## Stated exercise:
Tally the lines below that contain the string "brim", and give only the count.

* Start Records provided *

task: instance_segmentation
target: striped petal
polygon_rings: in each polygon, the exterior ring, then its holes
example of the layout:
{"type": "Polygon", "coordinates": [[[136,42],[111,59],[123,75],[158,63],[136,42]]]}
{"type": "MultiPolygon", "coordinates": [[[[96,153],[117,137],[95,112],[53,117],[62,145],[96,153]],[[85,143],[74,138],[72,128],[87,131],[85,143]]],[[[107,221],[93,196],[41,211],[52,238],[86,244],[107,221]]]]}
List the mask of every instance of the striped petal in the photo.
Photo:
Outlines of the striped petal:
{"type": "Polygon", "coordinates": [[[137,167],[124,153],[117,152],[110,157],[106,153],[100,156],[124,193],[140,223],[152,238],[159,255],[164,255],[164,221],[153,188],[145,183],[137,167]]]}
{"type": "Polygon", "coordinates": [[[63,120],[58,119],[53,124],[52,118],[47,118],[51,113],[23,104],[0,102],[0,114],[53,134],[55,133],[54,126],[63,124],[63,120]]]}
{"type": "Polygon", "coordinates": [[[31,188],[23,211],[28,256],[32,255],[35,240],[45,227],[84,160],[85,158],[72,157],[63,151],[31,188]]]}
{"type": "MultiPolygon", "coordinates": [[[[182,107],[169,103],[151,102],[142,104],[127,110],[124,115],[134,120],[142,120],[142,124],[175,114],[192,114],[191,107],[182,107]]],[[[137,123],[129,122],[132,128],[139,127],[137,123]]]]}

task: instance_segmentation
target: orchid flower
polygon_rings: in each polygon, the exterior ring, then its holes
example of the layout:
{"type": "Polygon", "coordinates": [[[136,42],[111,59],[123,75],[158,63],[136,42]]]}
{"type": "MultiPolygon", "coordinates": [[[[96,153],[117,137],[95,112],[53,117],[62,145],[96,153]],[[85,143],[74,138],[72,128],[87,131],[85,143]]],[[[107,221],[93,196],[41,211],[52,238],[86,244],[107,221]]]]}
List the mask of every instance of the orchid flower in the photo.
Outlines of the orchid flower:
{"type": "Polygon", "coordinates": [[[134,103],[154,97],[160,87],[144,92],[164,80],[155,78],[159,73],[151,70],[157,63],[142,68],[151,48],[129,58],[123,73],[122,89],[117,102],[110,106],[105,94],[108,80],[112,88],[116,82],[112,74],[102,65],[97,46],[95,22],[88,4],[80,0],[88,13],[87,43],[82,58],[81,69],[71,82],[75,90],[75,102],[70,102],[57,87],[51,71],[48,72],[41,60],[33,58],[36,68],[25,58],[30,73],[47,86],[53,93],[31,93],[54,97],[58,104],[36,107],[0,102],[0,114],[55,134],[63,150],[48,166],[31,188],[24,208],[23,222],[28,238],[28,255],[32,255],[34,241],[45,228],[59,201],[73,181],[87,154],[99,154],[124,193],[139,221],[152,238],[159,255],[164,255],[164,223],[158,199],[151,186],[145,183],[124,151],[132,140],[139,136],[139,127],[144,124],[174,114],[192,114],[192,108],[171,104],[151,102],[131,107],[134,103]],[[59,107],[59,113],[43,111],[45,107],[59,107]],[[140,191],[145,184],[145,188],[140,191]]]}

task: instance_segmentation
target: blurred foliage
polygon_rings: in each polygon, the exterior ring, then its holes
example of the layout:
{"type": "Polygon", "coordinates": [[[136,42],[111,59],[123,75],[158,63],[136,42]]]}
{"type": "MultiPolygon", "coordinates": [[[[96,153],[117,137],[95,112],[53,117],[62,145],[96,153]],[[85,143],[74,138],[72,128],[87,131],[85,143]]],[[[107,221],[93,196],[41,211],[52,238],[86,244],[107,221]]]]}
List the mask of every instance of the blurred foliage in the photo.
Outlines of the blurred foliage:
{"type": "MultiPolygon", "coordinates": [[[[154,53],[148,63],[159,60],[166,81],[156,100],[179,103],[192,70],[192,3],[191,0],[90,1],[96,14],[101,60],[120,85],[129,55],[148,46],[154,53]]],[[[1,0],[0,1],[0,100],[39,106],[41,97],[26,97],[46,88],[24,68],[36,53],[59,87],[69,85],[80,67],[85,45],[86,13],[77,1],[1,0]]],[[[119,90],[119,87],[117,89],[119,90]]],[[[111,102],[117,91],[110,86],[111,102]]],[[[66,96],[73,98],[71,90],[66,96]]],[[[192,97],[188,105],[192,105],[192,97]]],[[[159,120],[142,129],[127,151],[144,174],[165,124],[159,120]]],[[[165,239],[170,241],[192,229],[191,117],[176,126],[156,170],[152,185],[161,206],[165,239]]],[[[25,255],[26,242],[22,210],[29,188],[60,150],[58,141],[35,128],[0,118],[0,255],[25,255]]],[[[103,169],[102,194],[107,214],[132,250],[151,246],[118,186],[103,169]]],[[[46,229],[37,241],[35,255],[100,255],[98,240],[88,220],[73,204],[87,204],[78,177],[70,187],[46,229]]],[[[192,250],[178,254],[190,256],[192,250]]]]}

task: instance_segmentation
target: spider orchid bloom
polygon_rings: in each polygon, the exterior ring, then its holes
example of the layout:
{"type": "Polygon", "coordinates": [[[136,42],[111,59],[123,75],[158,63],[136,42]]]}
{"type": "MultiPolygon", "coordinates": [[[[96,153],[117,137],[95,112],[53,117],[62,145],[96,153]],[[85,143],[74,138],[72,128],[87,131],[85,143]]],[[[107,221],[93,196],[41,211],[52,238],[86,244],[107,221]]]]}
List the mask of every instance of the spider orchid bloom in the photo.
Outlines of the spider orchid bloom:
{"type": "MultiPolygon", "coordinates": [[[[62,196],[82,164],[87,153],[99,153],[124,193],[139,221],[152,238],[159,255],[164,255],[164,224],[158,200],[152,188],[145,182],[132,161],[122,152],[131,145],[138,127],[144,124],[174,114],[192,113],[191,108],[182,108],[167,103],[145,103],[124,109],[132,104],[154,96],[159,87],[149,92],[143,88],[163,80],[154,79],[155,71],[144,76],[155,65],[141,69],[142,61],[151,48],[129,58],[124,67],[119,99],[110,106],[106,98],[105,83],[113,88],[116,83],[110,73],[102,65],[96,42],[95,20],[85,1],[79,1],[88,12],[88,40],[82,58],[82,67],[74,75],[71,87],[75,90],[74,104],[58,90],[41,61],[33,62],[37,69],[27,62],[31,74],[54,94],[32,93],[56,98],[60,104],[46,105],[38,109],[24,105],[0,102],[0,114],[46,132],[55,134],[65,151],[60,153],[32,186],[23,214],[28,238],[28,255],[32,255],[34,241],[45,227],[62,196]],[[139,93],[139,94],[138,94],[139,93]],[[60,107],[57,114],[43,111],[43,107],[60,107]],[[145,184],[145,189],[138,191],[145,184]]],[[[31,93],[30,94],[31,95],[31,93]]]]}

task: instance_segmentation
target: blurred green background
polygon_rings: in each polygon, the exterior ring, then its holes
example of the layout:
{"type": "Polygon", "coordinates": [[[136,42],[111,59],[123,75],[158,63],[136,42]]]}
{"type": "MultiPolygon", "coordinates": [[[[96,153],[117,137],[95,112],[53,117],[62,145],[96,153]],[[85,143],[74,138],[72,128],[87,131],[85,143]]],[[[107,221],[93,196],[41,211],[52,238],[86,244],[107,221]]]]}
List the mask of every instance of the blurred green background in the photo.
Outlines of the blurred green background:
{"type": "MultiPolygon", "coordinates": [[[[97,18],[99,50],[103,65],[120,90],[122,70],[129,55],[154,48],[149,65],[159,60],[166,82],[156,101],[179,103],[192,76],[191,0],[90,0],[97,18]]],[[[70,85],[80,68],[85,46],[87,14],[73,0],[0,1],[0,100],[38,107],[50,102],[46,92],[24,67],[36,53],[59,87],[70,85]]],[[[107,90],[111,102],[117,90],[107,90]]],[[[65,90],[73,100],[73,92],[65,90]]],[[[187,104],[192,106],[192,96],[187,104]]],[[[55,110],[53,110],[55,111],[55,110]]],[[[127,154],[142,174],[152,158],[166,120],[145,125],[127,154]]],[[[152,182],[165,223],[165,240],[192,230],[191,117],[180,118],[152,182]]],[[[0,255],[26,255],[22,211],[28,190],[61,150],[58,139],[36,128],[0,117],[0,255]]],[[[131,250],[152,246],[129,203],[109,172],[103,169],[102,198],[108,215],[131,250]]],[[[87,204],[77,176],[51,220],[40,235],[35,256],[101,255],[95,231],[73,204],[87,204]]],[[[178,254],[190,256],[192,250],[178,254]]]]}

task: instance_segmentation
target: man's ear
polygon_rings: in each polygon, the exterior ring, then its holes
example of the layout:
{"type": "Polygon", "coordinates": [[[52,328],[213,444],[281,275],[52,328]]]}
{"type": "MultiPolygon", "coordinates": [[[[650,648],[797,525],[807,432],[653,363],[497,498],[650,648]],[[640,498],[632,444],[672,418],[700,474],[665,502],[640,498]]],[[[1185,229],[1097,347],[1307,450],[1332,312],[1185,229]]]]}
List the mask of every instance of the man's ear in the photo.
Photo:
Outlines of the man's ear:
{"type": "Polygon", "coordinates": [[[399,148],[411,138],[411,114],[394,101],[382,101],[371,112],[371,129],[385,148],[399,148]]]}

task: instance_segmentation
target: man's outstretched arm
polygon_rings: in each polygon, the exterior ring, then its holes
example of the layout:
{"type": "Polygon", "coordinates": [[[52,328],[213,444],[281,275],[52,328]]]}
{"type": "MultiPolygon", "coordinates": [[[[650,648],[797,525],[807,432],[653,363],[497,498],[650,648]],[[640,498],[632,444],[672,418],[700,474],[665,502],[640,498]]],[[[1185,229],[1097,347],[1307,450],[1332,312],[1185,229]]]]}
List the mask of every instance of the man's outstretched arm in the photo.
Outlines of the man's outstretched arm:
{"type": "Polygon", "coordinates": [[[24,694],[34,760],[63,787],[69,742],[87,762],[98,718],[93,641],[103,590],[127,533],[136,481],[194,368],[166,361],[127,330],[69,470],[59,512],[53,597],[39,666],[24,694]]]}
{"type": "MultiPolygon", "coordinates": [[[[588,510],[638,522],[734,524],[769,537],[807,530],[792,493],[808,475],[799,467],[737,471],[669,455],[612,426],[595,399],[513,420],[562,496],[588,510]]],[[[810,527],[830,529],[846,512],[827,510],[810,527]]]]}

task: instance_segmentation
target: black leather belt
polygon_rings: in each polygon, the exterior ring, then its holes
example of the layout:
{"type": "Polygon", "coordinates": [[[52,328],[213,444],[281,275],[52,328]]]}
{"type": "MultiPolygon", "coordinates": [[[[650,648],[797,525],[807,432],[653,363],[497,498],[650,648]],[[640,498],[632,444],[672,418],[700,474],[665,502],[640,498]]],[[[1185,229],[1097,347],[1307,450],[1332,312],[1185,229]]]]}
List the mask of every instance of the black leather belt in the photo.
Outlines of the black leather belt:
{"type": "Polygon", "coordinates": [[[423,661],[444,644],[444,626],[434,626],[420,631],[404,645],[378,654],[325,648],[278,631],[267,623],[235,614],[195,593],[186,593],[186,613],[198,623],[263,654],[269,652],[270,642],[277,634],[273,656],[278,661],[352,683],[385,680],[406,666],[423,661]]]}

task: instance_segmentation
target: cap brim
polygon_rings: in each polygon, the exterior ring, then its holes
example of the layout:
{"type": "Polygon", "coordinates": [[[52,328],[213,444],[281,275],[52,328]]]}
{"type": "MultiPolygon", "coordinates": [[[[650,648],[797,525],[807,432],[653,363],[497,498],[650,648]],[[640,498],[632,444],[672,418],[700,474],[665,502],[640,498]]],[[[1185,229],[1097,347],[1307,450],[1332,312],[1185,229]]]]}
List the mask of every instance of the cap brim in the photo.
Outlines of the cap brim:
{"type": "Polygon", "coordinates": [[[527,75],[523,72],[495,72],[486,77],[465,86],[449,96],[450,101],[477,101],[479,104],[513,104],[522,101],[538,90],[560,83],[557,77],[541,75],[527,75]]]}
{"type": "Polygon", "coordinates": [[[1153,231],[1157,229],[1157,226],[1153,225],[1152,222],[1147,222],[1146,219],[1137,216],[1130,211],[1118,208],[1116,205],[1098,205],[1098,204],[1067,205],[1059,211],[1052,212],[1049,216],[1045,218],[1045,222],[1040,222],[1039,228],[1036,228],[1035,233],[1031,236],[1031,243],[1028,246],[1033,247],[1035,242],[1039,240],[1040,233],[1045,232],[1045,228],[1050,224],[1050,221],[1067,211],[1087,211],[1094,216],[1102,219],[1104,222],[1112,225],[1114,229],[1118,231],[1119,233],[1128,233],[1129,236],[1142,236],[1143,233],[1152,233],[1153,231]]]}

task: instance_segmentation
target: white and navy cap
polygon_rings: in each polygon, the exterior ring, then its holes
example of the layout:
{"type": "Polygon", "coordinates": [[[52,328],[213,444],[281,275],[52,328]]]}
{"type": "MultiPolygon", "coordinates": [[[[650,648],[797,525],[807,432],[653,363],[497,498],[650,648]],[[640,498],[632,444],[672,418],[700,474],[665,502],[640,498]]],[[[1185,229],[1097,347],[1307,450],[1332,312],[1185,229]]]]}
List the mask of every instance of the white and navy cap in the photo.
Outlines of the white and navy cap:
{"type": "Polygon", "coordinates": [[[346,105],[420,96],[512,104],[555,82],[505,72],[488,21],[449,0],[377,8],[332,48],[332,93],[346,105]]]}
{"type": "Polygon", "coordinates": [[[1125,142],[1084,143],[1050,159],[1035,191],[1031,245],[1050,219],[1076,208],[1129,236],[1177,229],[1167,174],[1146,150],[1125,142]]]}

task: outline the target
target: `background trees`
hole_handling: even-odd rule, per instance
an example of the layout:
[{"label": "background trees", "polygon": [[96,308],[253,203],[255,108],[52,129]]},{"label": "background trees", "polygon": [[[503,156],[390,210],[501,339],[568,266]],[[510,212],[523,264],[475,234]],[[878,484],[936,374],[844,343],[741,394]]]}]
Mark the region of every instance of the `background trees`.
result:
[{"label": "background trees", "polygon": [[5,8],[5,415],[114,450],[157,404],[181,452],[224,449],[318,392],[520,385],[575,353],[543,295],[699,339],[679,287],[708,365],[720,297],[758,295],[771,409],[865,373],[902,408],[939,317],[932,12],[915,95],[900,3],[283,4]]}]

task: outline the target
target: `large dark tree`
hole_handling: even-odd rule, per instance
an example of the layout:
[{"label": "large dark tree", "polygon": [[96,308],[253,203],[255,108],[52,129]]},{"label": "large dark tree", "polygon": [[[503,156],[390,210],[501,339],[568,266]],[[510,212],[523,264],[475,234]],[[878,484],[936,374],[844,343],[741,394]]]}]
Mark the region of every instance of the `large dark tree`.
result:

* End Records provided *

## Expected answer:
3